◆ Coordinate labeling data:

----------

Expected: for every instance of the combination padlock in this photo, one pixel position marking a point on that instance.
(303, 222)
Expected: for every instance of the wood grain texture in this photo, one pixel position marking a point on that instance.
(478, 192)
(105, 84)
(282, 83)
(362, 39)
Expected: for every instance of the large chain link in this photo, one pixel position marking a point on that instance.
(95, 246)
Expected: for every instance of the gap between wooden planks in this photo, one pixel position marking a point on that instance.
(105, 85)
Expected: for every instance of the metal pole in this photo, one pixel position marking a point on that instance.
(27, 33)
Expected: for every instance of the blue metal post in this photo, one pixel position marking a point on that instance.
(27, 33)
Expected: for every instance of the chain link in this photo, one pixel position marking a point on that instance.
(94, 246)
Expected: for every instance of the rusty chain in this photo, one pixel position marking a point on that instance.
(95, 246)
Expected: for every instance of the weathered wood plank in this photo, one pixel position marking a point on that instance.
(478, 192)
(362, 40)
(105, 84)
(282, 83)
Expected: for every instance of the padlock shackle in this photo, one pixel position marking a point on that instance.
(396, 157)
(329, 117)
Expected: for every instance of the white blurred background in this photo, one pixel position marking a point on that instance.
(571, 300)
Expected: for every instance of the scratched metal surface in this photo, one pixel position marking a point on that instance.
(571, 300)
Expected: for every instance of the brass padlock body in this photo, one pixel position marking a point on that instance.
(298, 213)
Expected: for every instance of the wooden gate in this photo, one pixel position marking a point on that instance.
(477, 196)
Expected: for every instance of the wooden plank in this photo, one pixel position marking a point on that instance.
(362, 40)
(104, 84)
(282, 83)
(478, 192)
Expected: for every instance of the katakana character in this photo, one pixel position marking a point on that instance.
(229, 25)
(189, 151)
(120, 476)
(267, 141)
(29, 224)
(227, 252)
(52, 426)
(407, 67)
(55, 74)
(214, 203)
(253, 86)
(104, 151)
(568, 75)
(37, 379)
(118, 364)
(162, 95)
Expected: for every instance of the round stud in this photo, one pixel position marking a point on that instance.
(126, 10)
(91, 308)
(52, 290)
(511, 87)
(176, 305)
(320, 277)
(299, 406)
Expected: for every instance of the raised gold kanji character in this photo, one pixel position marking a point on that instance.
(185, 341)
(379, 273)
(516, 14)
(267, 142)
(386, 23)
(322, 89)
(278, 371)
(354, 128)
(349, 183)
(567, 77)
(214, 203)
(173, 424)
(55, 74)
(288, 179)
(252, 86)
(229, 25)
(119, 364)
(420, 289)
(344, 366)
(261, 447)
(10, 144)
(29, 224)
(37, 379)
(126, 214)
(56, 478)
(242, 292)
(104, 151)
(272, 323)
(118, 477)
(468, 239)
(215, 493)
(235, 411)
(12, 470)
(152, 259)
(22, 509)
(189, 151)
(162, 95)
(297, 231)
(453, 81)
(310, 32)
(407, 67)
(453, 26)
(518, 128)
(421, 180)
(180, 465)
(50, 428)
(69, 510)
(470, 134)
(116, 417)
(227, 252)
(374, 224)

----------

◆ Written exercise: Please rewrite the entries from the line containing "Expected: for every instance of the round" through the end of the entries, with the request lines included. Adjust every coordinate in the answers by -78.

◆ Complete answer:
Expected: for every instance of the round stud in this photo, one pixel position marking a point on that instance.
(48, -68)
(13, 230)
(-26, 212)
(433, 9)
(98, 227)
(242, 199)
(221, 328)
Expected: for every instance of the raised gold kanji character in this photo, one pixel position marking a point on that instance.
(107, 263)
(301, 195)
(438, -64)
(189, 64)
(308, -55)
(244, 11)
(200, 293)
(276, 50)
(271, 105)
(489, -1)
(136, 125)
(95, 346)
(-23, -4)
(210, 101)
(174, 8)
(151, -53)
(41, 286)
(342, 211)
(266, 288)
(183, 369)
(-68, 66)
(-49, 146)
(-41, 301)
(48, 136)
(-22, 400)
(164, 214)
(26, 73)
(194, 245)
(40, 399)
(390, 161)
(137, 415)
(157, 333)
(-66, 392)
(74, 181)
(-56, 431)
(111, 73)
(84, 17)
(219, 153)
(375, 3)
(232, -46)
(329, -11)
(375, -52)
(440, 50)
(343, 102)
(102, 387)
(-28, 350)
(-9, 432)
(392, 56)
(38, 339)
(149, 174)
(296, 146)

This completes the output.